Aim: Echo the following material back line for line, with no changes.

Coordinate annotation entries:
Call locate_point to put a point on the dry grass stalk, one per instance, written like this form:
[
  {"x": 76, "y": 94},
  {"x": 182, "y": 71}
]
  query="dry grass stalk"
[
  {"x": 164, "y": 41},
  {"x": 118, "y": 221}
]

Result:
Call locate_point to put a point on the dry grass stalk, one per instance, written like this form:
[
  {"x": 76, "y": 94},
  {"x": 182, "y": 71}
]
  query="dry grass stalk"
[
  {"x": 164, "y": 41},
  {"x": 118, "y": 221}
]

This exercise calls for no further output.